_Exercise prompt_
Pick out and copy every line in the material below that contains the word "wheel".

Records of labeled points

◆ ◆ ◆ ◆ ◆

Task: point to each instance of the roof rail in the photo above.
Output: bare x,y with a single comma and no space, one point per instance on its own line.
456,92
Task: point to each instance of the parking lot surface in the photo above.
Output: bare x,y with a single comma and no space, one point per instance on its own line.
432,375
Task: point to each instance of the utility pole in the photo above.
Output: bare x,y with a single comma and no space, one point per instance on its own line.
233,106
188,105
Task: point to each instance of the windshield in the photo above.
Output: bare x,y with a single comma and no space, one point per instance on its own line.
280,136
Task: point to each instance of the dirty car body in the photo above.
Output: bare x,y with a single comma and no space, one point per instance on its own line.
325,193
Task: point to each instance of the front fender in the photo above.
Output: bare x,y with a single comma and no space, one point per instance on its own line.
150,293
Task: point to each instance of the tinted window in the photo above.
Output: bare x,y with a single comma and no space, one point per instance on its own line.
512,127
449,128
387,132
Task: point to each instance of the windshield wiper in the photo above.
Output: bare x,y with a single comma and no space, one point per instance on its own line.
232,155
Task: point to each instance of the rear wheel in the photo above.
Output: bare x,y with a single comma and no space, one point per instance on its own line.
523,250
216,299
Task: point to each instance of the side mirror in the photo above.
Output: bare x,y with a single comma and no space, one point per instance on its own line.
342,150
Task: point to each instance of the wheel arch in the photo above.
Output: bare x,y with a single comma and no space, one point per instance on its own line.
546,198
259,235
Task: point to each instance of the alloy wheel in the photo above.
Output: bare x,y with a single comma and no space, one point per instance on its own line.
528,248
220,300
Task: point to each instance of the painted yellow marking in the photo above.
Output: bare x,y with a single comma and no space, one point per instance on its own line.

◆ ◆ ◆ ◆ ◆

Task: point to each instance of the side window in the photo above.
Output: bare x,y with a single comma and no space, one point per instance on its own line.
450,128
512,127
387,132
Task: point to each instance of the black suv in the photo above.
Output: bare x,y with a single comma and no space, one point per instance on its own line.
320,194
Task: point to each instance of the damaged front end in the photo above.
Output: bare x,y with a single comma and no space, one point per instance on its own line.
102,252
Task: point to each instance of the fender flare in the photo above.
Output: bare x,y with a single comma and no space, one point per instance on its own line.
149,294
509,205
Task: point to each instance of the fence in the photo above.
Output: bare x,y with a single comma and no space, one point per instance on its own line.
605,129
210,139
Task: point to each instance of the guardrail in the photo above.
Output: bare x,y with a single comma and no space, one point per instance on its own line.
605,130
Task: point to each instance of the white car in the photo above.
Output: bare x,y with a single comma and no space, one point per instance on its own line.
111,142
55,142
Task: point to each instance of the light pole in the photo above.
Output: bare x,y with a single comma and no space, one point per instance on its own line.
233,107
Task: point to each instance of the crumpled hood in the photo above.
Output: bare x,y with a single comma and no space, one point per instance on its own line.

◆ ◆ ◆ ◆ ◆

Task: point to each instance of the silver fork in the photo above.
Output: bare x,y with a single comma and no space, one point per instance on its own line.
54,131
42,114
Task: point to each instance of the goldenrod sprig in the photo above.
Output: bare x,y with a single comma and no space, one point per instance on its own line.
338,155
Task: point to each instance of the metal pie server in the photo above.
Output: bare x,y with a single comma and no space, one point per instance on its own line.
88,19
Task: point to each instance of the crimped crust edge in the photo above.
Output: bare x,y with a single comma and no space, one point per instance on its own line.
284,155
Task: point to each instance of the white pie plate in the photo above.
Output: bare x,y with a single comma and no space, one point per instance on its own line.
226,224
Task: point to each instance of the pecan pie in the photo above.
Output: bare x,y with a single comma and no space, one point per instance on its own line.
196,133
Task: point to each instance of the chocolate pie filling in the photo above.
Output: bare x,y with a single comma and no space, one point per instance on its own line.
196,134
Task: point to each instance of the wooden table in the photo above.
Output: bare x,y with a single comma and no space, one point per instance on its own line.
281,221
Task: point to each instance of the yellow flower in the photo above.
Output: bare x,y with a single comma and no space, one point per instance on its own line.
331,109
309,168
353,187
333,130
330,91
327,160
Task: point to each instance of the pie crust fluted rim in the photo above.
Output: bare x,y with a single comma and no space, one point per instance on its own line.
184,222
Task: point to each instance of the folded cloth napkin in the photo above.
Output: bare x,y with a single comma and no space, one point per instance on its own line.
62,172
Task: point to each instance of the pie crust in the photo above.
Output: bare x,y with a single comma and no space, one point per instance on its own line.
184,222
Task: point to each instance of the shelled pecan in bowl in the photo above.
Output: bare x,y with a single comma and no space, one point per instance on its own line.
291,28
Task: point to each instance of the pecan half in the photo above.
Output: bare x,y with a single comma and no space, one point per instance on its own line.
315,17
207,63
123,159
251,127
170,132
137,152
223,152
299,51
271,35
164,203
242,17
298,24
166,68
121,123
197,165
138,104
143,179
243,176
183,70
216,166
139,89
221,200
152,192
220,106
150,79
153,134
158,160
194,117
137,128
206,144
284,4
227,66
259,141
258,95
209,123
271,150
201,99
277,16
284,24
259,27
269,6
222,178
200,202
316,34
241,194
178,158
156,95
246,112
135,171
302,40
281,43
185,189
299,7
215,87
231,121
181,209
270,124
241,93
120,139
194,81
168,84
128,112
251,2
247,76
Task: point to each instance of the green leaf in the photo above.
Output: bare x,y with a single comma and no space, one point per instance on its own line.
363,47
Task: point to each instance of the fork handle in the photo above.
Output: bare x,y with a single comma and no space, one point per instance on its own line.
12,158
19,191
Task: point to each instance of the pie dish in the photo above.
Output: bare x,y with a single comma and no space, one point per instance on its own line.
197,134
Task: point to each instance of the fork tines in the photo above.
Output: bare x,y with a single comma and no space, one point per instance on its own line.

◆ ◆ ◆ ◆ ◆

_Written answer_
Task: point to each instance of the rear wheel in the photo above.
Task: point to each instance of the wheel arch in the photo above.
Task: point to each instance of the alloy wheel in the photo above.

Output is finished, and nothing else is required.